◆ **Exercise objective**: Identify every line in the data below that contains the string "wheel", and copy each of those lines out in full. Matching is case-sensitive.
--
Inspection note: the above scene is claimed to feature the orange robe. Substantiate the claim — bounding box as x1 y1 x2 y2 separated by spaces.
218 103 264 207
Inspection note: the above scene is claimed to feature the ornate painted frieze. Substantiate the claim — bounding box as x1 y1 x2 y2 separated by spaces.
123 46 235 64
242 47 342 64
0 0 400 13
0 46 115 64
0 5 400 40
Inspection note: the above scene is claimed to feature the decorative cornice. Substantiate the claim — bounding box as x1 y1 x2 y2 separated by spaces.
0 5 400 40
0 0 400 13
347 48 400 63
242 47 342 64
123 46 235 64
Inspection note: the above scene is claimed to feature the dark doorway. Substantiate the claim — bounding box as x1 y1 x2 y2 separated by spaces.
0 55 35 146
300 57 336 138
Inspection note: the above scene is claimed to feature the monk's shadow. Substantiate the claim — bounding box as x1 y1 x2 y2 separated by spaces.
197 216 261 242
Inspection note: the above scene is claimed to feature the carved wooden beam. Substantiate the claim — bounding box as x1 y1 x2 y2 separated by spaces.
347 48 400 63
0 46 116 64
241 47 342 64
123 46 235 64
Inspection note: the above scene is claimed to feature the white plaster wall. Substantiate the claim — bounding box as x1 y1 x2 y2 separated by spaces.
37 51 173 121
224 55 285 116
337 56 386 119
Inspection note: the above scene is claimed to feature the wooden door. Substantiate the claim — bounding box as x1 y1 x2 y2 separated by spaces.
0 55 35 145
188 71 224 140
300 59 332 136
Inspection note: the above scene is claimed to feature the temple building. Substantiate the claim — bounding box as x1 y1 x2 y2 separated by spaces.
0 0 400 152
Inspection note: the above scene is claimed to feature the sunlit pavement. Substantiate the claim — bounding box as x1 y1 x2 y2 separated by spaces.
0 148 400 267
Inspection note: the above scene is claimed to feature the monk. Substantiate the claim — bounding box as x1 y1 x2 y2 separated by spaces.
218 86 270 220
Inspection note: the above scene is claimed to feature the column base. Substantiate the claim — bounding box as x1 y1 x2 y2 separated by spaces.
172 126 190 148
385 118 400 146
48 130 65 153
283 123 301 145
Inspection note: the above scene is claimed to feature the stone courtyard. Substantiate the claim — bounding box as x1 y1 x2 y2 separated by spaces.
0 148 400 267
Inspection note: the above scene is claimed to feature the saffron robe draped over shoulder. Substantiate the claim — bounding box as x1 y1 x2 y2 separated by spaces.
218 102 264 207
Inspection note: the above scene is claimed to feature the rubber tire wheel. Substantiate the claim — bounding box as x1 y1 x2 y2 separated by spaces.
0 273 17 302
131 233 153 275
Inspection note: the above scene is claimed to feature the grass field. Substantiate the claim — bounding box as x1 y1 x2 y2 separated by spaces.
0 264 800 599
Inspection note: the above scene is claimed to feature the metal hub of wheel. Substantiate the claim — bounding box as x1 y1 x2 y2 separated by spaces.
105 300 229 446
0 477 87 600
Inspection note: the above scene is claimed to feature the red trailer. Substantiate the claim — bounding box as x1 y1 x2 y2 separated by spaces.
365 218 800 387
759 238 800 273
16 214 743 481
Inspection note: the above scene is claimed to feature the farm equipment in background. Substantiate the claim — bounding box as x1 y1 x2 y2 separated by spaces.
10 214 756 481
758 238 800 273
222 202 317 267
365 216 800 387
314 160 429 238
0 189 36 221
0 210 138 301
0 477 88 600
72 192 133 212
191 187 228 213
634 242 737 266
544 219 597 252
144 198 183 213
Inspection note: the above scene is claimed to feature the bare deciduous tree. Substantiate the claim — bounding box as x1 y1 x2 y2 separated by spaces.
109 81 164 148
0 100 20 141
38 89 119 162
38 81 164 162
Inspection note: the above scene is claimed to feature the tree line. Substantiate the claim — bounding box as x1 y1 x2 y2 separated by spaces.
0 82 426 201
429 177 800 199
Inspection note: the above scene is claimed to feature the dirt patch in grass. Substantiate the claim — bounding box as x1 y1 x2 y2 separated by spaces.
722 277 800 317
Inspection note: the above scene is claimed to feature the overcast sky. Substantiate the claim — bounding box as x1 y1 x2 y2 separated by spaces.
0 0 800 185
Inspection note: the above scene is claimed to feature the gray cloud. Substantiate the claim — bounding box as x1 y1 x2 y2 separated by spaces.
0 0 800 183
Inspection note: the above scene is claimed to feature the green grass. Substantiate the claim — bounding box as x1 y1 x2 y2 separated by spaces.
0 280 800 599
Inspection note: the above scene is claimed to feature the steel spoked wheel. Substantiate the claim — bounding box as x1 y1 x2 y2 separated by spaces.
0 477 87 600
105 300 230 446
--
◆ **Full answer**:
Inspection note: the above scene is claimed to feature the rubber tire wheel. Substantiate the claim — bounding box as x1 y1 x2 y2 separated by spaces.
Inspection note: the above scene is claimed to feature the metal hub of wheel. Substantiate the claim — bounding box as x1 y1 x2 y2 separated by spaces.
Inspection note: the above scene is claimed to feature the steel spoked wheel. Substantiate the claim — bounding box as x1 y1 x2 y2 separated by spaces.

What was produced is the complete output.